Required task: Nothing but the lines from the one with "For the rustic" to the final line should be returned, each exactly as it appears.

Point annotation records
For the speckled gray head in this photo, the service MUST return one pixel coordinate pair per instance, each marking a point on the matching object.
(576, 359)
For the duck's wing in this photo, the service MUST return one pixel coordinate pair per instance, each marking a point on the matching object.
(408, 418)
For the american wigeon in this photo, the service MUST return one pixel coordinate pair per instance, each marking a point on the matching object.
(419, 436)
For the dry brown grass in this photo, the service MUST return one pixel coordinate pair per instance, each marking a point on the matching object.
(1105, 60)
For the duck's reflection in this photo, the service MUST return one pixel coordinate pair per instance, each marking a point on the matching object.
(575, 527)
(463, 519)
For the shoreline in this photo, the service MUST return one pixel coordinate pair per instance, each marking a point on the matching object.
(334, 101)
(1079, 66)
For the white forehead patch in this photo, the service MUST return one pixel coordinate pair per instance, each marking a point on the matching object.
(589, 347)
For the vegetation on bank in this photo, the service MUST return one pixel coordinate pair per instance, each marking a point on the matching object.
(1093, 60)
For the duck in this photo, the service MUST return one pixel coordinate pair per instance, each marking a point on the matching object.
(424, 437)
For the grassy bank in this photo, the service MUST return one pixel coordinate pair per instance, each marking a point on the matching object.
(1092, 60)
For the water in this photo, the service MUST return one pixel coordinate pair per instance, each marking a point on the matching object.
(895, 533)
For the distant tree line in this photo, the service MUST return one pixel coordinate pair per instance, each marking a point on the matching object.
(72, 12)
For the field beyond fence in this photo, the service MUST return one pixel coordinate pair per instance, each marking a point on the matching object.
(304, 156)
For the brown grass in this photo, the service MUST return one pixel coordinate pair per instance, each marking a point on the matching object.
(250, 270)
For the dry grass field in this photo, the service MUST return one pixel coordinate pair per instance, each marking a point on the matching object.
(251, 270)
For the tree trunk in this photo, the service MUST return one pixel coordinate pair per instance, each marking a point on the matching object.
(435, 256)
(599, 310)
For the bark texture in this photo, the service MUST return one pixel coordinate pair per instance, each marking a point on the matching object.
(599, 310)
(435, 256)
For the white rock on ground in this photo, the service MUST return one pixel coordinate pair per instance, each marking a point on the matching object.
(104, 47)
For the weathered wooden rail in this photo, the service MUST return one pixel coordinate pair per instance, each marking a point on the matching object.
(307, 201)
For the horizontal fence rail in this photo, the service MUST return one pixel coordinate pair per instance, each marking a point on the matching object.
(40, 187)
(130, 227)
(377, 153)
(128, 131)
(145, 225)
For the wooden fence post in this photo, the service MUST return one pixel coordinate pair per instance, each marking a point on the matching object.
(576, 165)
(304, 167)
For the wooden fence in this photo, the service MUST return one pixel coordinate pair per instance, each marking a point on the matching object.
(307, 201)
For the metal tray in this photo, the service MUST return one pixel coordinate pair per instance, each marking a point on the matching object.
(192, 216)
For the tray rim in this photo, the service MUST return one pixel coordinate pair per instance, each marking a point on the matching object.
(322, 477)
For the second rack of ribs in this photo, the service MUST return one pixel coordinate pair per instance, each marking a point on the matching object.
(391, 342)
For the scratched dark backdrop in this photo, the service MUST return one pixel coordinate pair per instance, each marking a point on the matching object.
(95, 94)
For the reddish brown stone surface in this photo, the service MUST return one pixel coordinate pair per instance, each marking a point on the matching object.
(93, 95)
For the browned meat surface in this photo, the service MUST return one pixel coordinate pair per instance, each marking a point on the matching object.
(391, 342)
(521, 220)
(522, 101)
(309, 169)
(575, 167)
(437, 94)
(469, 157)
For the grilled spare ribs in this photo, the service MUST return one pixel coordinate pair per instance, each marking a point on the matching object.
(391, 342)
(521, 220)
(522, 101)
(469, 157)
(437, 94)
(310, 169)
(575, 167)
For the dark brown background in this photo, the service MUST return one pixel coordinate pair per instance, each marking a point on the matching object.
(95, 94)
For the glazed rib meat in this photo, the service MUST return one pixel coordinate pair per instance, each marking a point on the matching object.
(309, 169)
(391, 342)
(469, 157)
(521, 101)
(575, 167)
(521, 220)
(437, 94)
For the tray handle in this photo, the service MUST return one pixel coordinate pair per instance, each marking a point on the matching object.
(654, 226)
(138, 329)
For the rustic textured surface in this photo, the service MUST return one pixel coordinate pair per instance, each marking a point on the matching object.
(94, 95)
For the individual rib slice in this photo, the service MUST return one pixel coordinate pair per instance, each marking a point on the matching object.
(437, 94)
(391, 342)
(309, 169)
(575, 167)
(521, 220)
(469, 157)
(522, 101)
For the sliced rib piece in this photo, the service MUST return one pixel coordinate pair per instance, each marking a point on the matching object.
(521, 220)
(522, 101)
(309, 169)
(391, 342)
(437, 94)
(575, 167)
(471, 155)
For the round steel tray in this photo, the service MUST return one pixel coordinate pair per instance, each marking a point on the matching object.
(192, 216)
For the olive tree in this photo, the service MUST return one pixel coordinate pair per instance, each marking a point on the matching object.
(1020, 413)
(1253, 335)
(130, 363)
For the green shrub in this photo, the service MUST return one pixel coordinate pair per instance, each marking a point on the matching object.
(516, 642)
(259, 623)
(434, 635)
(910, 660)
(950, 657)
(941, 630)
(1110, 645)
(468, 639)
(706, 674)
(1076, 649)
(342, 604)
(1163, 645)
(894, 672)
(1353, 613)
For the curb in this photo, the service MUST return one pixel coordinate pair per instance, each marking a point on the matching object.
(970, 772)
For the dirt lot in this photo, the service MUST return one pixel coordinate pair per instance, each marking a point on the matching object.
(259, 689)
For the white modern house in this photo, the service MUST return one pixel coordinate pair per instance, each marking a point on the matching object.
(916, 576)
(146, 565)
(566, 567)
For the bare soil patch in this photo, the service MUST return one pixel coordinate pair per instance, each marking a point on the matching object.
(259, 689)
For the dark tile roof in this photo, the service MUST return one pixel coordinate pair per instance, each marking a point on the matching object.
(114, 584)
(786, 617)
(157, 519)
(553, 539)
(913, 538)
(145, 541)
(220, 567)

Final answer:
For the rustic textured surface in this photo, the service MUST return one pixel coordinate pair per instance, each marking a point on the matching object.
(94, 95)
For the individual rib slice in this photo, the service MUST return one pixel coordinate pair per instance, each marking a point on the matching object.
(437, 94)
(391, 342)
(309, 169)
(575, 167)
(521, 220)
(469, 157)
(522, 101)
For the sliced rib piece in this photo, the service MUST return one pixel coordinate pair per instance, each marking a point on the matching object.
(521, 220)
(522, 101)
(309, 169)
(391, 342)
(437, 94)
(575, 167)
(471, 155)
For the round steel tray in this photo, the service MUST return one pixel coordinate pair per instance, each marking a point on the matching object.
(192, 216)
For the olive tree in this photo, the service MUST return one pixel coordinate pair per instance, each marking a point on the matching object.
(1020, 413)
(1253, 335)
(130, 363)
For the green shrub in this photo, the service MUST return one pixel coordinate pair per instance, each marking a point on the matching object.
(516, 642)
(259, 623)
(434, 635)
(910, 660)
(950, 657)
(941, 630)
(1110, 645)
(468, 639)
(706, 674)
(1076, 649)
(342, 604)
(1163, 645)
(894, 672)
(1353, 613)
For the curb in this photo, the service MUST return one pixel coordinate pair per instance, each marking a point on the matching object.
(970, 772)
For the dirt lot in this photo, the service MUST return one pixel coordinate pair per instance, each marking a point on the matching object.
(259, 689)
For the white modern house in this photo, the service MUST return one pixel coordinate pair per instance, each marking a point on the matching object.
(916, 576)
(146, 565)
(566, 567)
For the bare soil patch in this photo, the service MUST return one pixel coordinate pair per instance, each marking a point on the matching object.
(259, 689)
For the dark tile roof in this photo, the service MUST return one pixel coordinate pair per instance, each marking a point on the matching object.
(114, 584)
(786, 617)
(157, 519)
(553, 539)
(913, 538)
(145, 541)
(220, 567)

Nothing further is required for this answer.